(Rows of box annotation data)
-------

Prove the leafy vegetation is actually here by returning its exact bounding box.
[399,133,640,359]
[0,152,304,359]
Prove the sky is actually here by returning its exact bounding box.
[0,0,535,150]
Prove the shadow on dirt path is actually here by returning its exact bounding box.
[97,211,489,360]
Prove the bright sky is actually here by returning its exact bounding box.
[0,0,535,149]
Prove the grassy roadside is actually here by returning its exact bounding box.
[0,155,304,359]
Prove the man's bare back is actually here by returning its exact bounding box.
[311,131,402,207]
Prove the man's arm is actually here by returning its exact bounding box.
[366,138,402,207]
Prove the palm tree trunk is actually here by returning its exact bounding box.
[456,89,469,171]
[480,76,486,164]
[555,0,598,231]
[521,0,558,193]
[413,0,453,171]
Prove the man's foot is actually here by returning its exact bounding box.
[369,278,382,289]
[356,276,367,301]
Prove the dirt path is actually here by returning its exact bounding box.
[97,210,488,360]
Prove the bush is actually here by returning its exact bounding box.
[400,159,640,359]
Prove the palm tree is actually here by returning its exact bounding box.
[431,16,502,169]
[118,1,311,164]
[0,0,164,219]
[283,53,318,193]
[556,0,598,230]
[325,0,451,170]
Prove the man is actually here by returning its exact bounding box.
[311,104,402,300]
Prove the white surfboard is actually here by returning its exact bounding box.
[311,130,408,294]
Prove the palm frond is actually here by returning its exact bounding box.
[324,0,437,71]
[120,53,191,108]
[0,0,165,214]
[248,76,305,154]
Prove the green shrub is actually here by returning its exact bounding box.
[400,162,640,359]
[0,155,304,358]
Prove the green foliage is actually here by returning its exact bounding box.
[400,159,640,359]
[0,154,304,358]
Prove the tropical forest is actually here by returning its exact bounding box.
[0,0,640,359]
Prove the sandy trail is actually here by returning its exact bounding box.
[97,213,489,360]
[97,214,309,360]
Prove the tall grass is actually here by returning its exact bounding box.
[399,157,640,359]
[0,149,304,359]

-------

INSTRUCTION: Edit the rows above so that "exact bounding box" becomes "precise bounding box" everywhere, and keep everything else the same.

FULL SOLUTION:
Prove the leafy vegetation is actually here by returning its precise bounding box.
[399,133,640,359]
[0,152,304,359]
Prove the sky is actually here by returning its precise bounding box.
[0,0,535,150]
Prove the shadow on dirt path is actually here by returning its precise bounding box.
[97,211,489,360]
Prove the bright sky is actually here by returning its precise bounding box.
[0,0,535,149]
Prove the grassy roadside is actually here by returning its precise bounding box.
[0,155,304,359]
Prove the man's bare back is actually here by returning its precise bounding box.
[311,131,402,207]
Prove the man's arm is actually here by returning its precise bounding box.
[366,138,402,207]
Prove the palm tree trunk is actually here by returning its precise bounding box.
[456,89,469,171]
[480,76,486,164]
[555,0,598,231]
[521,0,558,193]
[413,0,453,171]
Prove the man's foot is actually here by returning its precise bounding box.
[369,278,382,289]
[356,276,367,301]
Prove the dirt path is actually here by returning its precise bounding box.
[97,210,488,360]
Prove the bush is actually here by returning its precise bounding box.
[400,159,640,359]
Prove the palm tree is actually here by returning its precise bounding box.
[431,16,502,169]
[118,1,311,164]
[0,0,164,219]
[283,53,318,193]
[556,0,598,230]
[325,0,451,170]
Prove the man is actually here by returning its precise bounding box.
[311,104,402,300]
Prove the white surfboard is actually here by returning its precise bounding box.
[311,130,408,294]
Prove the palm frond is actually here by returning its precise bounding box.
[324,0,437,71]
[120,53,191,108]
[0,0,165,214]
[248,76,305,154]
Prove the green shrub is actually here by returning its precise bounding box.
[400,162,640,359]
[0,155,304,358]
Prove the green foliage is actually here by returning its precise bounding box.
[400,159,640,359]
[0,154,304,358]
Prove the tropical forest is actually here by returning its precise bounding box.
[0,0,640,359]
Prove the sandy trail is actually here by returning its precise bounding box.
[97,213,489,360]
[97,214,309,360]
Prove the tall grass is actually here by returning its precise bounding box.
[399,157,640,359]
[0,149,304,359]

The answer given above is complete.